**CONSEGNA A:**
Stabilisci se le affermazioni (i), (ii) e (iii) concordano con l'estratto. Per ciascuna rispondi sì o no e cita testualmente le parole dell'estratto che lo dimostrano.
(i) I metodi molecolari sono più sensibili e rapidi dei metodi colturali tradizionali.
(ii) Gli approcci coltura-indipendenti permettono di rivelare soltanto microbi facili da coltivare.
(iii) S. thermophilus è stato identificato in un formaggio spagnolo.
**CONSEGNA B:** Ricopia il passo dell'estratto che va da "I ricercatori sottolineano" a "dei prodotti lattiero-caseari.".

**ESTRATTO FORNITO:**
I ricercatori sottolineano gli enormi vantaggi degli approcci coltura-indipendenti che permettono di rivelare microbi difficili o impossibili da coltivare, facilitando lo studio contemporaneo di microrganismi vitali ma stressati.

I metodi molecolari hanno permesso di studiare la comunità microbica del latte crudo e dei formaggi da latte crudo, di comprendere meglio il ruolo dei microrganismi nello sviluppo del flavour, e, grazie alla maggiore sensibilità e rapidità rispetto ai metodi colturali tradizionali, di migliorare la qualità e la sicurezza dei prodotti lattiero-caseari.

Tra i recenti avanzamenti nel settore rientrano l’identificazione, per la prima volta, di vari microrganismi da latte e formaggio, quali batteri corineformi, Pseudoalteromonas e Halomonas in core di formaggi [9] e S. thermophilus in formaggio spagnolo.

**ESTRATTO DATI:**
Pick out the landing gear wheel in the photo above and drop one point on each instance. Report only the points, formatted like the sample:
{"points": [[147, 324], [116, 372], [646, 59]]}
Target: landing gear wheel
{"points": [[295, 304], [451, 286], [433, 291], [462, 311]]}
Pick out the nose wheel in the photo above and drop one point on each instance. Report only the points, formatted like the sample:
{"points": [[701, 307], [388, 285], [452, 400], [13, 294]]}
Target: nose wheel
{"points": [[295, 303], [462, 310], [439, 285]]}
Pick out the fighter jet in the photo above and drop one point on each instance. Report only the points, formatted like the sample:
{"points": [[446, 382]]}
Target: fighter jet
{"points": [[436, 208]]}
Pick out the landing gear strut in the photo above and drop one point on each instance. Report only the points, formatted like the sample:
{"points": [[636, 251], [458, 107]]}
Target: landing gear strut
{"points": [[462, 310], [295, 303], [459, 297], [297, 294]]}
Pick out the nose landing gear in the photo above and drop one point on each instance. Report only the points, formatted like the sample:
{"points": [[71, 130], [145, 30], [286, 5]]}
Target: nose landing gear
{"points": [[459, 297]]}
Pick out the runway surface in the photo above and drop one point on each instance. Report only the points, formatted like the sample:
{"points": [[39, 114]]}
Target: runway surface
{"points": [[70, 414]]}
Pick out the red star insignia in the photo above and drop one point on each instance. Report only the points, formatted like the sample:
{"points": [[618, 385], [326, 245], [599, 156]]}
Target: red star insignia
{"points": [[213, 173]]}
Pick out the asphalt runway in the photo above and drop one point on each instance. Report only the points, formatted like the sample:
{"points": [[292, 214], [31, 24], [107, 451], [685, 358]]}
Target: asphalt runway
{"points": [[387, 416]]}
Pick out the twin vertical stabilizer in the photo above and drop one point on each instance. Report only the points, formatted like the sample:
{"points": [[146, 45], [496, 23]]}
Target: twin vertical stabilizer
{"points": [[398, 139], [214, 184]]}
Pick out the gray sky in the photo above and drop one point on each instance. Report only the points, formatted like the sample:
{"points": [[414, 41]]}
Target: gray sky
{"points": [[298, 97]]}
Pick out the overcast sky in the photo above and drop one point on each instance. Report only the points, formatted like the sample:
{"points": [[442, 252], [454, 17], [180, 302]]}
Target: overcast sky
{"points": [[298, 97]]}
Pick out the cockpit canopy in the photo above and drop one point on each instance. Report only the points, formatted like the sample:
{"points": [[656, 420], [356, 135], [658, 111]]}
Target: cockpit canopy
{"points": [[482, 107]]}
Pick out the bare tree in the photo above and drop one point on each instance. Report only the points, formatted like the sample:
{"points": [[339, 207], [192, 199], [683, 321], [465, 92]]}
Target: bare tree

**RISULTATO A:**
(i) Sì: «grazie alla maggiore sensibilità e rapidità rispetto ai metodi colturali tradizionali».
(ii) No: «permettono di rivelare microbi difficili o impossibili da coltivare».
(iii) Sì: «S. thermophilus in formaggio spagnolo».

**RISULTATO B:**
I ricercatori sottolineano gli enormi vantaggi degli approcci coltura-indipendenti che permettono di rivelare microbi difficili o impossibili da coltivare, facilitando lo studio contemporaneo di microrganismi vitali ma stressati.

I metodi molecolari hanno permesso di studiare la comunità microbica del latte crudo e dei formaggi da latte crudo, di comprendere meglio il ruolo dei microrganismi nello sviluppo del flavour, e, grazie alla maggiore sensibilità e rapidità rispetto ai metodi colturali tradizionali, di migliorare la qualità e la sicurezza dei prodotti lattiero-caseari.